___ SUPPLIED MATERIAL

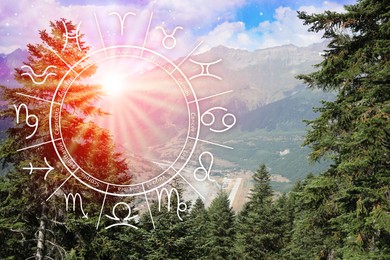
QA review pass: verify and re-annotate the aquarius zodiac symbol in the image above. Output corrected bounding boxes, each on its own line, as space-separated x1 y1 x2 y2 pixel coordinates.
105 202 138 229
14 103 39 139
156 26 183 49
64 193 88 219
194 152 215 182
22 157 54 180
201 107 236 133
20 65 57 85
156 188 187 221
62 20 82 51
189 59 222 80
109 11 136 36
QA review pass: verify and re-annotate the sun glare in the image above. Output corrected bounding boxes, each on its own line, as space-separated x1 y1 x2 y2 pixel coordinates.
102 74 126 96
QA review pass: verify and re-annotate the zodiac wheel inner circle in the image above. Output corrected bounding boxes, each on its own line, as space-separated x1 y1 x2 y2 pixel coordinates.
49 45 200 196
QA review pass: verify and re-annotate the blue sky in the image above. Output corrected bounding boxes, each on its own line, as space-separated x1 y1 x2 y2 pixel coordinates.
0 0 356 54
234 0 354 29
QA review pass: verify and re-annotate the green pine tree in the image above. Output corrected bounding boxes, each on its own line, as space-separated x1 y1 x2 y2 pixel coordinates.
207 191 236 259
282 174 338 259
188 197 210 259
272 193 294 258
0 18 131 259
294 0 390 257
140 178 193 259
235 164 285 259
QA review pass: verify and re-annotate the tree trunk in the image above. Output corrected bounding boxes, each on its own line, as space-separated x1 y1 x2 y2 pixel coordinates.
36 202 47 260
327 249 335 260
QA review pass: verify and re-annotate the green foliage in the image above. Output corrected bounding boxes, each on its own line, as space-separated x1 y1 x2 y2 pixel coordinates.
188 197 211 259
292 0 390 258
137 180 195 259
0 18 130 259
236 164 288 259
1 1 389 258
207 191 236 259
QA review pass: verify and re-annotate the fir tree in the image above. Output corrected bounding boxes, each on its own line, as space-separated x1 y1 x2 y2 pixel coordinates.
295 0 390 257
188 197 210 259
140 178 193 259
207 191 236 259
0 19 130 259
235 164 285 259
272 193 294 258
282 174 337 259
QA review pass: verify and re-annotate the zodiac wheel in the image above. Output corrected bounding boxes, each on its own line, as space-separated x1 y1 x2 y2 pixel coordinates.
15 10 236 229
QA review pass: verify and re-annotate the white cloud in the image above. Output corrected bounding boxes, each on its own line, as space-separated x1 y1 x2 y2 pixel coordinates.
255 5 320 48
200 1 346 51
198 21 261 52
0 0 348 54
254 2 346 49
0 0 245 54
154 0 244 26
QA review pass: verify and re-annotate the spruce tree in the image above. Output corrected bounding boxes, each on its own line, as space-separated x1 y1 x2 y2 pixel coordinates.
282 174 337 259
140 179 193 259
272 193 294 258
207 191 236 259
0 19 130 259
188 197 210 259
235 164 284 259
296 0 390 257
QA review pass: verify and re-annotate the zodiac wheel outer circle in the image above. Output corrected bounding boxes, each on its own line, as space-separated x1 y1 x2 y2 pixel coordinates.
49 45 200 197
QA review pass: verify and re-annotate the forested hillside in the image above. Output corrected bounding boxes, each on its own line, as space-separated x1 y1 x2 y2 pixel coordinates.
0 0 389 259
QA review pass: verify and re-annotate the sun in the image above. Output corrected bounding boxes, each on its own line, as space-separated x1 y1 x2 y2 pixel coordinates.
102 73 126 96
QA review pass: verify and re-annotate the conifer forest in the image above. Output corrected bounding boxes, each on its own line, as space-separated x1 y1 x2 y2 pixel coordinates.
0 0 389 259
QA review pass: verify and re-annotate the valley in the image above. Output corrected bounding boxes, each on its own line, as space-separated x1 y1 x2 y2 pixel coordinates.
1 43 333 206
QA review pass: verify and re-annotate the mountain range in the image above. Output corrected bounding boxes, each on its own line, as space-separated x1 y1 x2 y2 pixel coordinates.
0 42 333 192
0 48 27 88
176 42 333 191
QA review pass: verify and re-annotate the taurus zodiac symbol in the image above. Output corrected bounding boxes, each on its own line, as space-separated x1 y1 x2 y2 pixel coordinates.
156 26 183 49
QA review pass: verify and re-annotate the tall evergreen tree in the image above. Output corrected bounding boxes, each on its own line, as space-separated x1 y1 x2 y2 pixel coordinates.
295 0 390 258
207 191 236 259
282 174 338 259
235 164 285 259
272 193 294 257
0 19 130 259
140 178 194 259
188 197 210 259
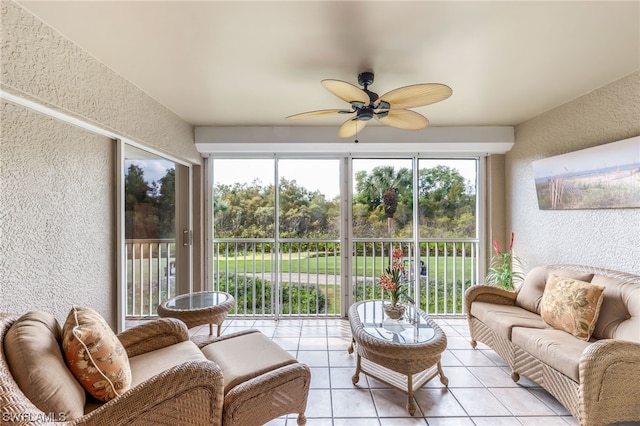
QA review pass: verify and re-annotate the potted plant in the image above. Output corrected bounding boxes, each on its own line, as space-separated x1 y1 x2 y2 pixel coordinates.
379 247 414 319
485 232 524 291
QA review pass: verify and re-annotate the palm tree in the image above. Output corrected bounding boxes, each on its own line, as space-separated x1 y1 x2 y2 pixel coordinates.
357 166 412 237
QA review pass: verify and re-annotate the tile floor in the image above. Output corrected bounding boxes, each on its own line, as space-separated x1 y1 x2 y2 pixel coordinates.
127 316 597 426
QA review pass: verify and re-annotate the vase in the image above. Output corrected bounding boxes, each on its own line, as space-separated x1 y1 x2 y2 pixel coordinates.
383 303 405 320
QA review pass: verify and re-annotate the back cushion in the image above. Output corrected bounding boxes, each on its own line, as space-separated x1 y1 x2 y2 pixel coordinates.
4 311 86 420
516 266 594 313
590 275 640 342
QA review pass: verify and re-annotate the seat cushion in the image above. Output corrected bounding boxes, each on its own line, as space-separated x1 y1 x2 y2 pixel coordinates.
61 306 132 402
540 275 605 341
128 340 208 387
201 331 297 394
4 311 86 420
470 301 551 340
511 327 591 382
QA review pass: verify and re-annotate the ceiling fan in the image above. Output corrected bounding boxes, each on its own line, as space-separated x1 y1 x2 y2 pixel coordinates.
286 72 452 138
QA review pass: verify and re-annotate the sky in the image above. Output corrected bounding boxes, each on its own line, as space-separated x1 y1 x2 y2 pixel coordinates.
212 158 477 199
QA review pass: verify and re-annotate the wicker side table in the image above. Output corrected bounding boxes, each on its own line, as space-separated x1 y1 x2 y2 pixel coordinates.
158 291 235 336
348 300 448 415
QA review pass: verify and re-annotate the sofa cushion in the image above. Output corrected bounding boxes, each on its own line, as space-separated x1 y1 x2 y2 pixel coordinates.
540 275 605 341
128 340 208 387
511 327 591 382
4 311 86 420
515 266 594 314
590 274 640 342
470 301 551 339
201 331 297 394
61 306 132 402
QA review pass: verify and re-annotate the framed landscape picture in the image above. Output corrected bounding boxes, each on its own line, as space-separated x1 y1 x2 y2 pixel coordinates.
532 136 640 210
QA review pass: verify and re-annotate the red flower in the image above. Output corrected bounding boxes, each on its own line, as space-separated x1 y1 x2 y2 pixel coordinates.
509 232 515 251
493 240 500 256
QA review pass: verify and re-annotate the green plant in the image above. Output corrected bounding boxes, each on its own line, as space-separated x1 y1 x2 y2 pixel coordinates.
485 232 524 291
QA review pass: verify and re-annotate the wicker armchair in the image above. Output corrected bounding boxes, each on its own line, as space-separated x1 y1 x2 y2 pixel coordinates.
1 313 309 426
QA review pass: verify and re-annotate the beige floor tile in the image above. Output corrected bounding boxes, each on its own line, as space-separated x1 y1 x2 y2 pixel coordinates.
467 366 521 387
426 417 475 426
449 349 496 366
379 418 427 425
334 419 381 426
331 389 378 418
518 416 573 426
371 389 423 417
302 418 334 426
413 388 468 417
440 350 464 367
297 350 329 367
329 349 357 367
491 388 556 416
326 336 352 350
471 417 522 426
271 336 300 350
446 335 474 349
330 367 363 389
449 388 511 416
425 366 483 388
309 367 331 389
305 389 333 418
273 327 302 337
299 337 329 350
527 388 571 415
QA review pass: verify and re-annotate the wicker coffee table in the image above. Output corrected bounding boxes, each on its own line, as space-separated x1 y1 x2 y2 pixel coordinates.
348 300 448 415
158 291 235 336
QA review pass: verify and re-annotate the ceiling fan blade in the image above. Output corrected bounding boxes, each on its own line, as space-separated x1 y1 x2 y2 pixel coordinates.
377 83 452 109
338 118 368 138
376 109 429 130
322 79 370 105
286 109 351 120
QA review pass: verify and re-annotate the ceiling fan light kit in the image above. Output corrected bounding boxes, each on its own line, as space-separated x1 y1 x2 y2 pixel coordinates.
286 72 452 138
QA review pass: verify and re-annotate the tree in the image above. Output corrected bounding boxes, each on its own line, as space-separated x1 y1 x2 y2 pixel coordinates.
157 168 175 238
355 166 412 237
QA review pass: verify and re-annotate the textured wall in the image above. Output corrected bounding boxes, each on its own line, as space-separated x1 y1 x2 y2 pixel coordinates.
1 1 200 327
507 71 640 274
1 0 198 163
0 101 115 325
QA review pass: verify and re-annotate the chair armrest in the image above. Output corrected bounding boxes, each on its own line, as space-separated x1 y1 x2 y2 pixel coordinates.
76 360 224 426
464 285 517 318
580 339 640 400
117 318 189 357
191 329 260 349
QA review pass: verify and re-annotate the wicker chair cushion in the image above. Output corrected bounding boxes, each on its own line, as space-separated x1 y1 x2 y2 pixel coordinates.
201 331 297 394
512 326 591 382
4 311 86 420
540 275 605 341
590 274 640 342
470 301 551 339
515 266 594 314
61 306 132 402
128 340 208 387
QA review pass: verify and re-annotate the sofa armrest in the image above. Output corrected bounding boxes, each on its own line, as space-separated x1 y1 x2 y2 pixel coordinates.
118 318 189 357
579 339 640 423
77 360 224 426
464 285 517 318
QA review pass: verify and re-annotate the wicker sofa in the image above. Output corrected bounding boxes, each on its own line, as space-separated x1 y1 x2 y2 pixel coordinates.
0 312 310 426
464 264 640 426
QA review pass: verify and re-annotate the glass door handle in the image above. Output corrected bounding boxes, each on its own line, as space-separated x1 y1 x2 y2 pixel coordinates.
183 229 192 246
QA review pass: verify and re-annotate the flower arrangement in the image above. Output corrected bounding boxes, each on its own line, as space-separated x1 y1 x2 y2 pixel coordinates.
485 232 524 290
379 247 412 307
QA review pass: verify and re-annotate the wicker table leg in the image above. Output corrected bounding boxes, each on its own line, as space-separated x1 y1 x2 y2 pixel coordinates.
352 354 362 384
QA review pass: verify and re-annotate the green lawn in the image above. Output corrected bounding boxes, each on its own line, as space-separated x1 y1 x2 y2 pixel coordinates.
215 254 473 278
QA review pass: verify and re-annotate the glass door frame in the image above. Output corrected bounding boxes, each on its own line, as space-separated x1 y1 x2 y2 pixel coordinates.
116 139 193 331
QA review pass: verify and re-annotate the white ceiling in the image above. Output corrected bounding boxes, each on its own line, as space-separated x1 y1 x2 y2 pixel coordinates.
16 1 640 131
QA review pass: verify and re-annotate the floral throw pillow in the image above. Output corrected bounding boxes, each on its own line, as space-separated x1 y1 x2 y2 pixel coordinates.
540 274 605 341
61 306 132 401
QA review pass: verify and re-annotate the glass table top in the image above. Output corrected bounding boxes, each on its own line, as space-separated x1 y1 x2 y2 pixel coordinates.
166 291 230 310
356 300 436 344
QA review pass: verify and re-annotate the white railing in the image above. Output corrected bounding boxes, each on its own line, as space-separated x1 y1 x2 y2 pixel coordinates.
125 239 175 317
126 238 479 318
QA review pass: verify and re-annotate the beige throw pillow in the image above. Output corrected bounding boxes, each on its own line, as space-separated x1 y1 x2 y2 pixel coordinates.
61 306 132 401
540 274 605 341
5 311 86 420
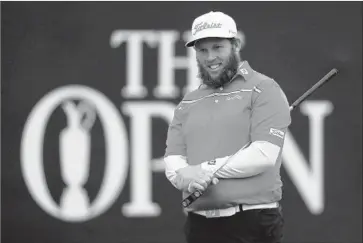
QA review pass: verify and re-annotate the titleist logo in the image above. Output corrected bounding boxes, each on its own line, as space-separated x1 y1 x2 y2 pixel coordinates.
193 22 222 35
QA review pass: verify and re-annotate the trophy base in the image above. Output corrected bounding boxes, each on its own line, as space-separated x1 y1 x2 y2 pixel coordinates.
60 187 90 220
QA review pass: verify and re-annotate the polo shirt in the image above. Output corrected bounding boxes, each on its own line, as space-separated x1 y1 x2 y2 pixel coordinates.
165 61 291 210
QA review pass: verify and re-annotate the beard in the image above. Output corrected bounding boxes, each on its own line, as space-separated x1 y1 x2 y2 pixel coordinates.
197 52 241 89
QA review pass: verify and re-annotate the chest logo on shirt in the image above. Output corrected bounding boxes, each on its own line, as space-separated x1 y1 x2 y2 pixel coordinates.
226 94 242 101
240 68 249 74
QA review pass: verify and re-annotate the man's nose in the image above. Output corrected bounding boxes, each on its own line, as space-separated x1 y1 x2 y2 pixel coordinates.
206 50 217 62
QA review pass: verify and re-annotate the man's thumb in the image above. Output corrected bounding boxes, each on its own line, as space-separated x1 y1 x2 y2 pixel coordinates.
211 178 219 185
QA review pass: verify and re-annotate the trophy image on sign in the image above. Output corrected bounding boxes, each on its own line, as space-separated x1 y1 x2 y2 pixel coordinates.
59 100 96 219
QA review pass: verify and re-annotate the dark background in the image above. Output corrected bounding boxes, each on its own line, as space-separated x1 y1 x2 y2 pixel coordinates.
1 2 362 243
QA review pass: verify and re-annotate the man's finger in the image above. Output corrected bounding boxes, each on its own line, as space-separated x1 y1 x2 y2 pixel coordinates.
211 177 219 185
199 175 212 184
194 179 208 188
189 182 205 192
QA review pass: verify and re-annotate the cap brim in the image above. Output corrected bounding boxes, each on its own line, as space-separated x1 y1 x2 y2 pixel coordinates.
185 32 236 47
185 40 196 47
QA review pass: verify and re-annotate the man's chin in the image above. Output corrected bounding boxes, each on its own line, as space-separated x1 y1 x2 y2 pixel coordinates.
208 72 222 80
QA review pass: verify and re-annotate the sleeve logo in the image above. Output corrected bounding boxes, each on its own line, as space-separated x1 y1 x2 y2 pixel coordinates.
269 128 285 139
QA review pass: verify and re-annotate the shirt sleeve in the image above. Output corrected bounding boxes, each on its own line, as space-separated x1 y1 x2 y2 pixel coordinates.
164 102 187 157
201 141 281 179
164 155 189 188
250 80 291 147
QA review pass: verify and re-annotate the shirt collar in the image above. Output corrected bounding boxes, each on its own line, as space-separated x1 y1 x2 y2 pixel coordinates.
230 60 254 82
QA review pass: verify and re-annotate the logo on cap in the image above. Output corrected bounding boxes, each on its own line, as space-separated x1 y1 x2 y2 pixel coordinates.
193 22 222 35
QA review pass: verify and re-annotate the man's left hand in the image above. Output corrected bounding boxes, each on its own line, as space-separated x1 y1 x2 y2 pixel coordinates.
174 164 215 192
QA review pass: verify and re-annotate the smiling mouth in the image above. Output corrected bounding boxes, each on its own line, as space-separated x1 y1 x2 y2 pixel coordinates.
208 64 222 71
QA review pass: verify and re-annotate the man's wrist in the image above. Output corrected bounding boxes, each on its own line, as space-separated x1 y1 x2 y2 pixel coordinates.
201 156 230 174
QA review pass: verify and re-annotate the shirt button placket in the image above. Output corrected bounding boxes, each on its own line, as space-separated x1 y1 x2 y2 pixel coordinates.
215 86 223 103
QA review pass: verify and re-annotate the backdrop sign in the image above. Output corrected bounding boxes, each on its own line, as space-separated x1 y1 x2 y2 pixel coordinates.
1 2 362 243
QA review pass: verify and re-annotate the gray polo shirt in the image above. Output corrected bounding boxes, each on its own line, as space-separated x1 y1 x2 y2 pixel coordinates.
165 61 291 210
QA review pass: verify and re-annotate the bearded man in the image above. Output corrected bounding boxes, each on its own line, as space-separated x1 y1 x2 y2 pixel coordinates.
164 11 291 243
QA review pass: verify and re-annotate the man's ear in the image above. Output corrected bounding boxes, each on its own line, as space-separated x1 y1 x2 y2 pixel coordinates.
232 38 242 53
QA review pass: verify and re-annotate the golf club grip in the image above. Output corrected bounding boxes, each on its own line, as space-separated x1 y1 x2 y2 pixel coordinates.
182 190 203 208
290 68 338 111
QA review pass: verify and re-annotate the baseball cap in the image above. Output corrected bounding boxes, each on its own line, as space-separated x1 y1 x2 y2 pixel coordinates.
185 11 238 47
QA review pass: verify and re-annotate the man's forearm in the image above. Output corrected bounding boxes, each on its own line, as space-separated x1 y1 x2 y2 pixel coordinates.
201 141 281 179
164 155 215 193
164 155 189 188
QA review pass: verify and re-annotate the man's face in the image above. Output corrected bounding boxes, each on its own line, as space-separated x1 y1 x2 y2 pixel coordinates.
194 38 240 88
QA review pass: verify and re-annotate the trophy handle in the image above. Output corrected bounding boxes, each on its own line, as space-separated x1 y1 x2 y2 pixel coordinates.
77 101 96 131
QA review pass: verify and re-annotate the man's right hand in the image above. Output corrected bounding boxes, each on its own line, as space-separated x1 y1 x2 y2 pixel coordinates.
174 165 217 192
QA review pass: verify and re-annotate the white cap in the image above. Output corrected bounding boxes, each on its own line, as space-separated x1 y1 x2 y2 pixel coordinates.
185 11 237 47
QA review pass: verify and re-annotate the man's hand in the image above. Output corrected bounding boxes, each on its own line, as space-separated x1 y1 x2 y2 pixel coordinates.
188 177 219 193
174 164 219 192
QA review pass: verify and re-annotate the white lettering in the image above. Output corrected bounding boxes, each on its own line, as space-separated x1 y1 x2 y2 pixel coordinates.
121 101 175 217
21 85 128 222
154 31 199 98
283 101 333 215
110 30 159 98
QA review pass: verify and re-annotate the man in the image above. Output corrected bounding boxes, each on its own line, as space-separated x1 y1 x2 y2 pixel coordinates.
164 11 291 243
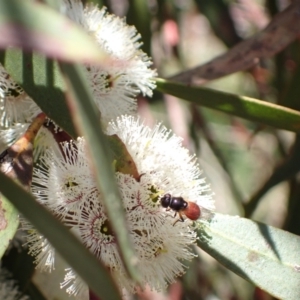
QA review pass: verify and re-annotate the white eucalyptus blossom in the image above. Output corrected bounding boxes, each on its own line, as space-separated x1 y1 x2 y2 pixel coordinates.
70 199 123 270
27 115 214 297
31 138 95 219
20 219 56 272
0 64 41 128
0 123 29 153
106 115 214 213
33 125 60 161
60 268 88 300
0 268 29 300
62 0 157 124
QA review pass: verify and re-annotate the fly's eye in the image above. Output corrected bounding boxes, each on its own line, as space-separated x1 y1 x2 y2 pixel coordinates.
160 193 171 208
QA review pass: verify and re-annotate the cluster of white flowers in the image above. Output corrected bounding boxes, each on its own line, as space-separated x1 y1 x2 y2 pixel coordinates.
62 0 157 125
25 116 213 296
0 0 214 299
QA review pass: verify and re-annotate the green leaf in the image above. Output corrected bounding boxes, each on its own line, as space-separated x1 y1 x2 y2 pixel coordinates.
197 213 300 299
59 63 140 283
0 0 108 64
0 172 122 300
156 78 300 133
127 0 151 55
0 195 18 259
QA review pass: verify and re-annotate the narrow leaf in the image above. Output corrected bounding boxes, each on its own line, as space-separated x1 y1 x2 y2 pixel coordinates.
0 0 108 65
0 172 121 300
60 63 140 282
156 78 300 133
197 213 300 300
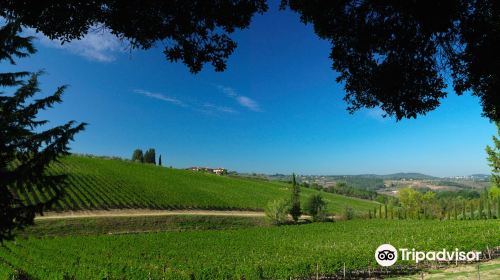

______

Every line from the one with "QA review pass: verify and re-annotate the cluster" through the end of the records above belongs in the answer, copied exactly; no picture does.

QA review pass: verify and re-annotate the cluster of white flowers in the image above. Output corrected bounding boxes, each on its own line, as space-separated x1 y1 x2 y2 pixel coordinates.
62 0 157 125
25 116 213 296
0 0 214 299
QA review pass: verify and re-annotate the green leaf in the image above. Output corrected bounding boxes, each on its own line, as space-separated x1 y1 x2 y2 pixel coordinates.
197 213 300 299
59 63 140 283
0 0 108 64
0 172 122 300
156 78 300 133
127 0 151 55
0 195 18 259
QA review pass: verify and re-annotate the narrow leaf in the image above. Output corrected bounding boxes, each on its own line, as space-separated x1 y1 x2 y2 pixel coordinates.
0 0 108 65
0 172 121 300
60 63 140 282
156 78 300 133
197 213 300 300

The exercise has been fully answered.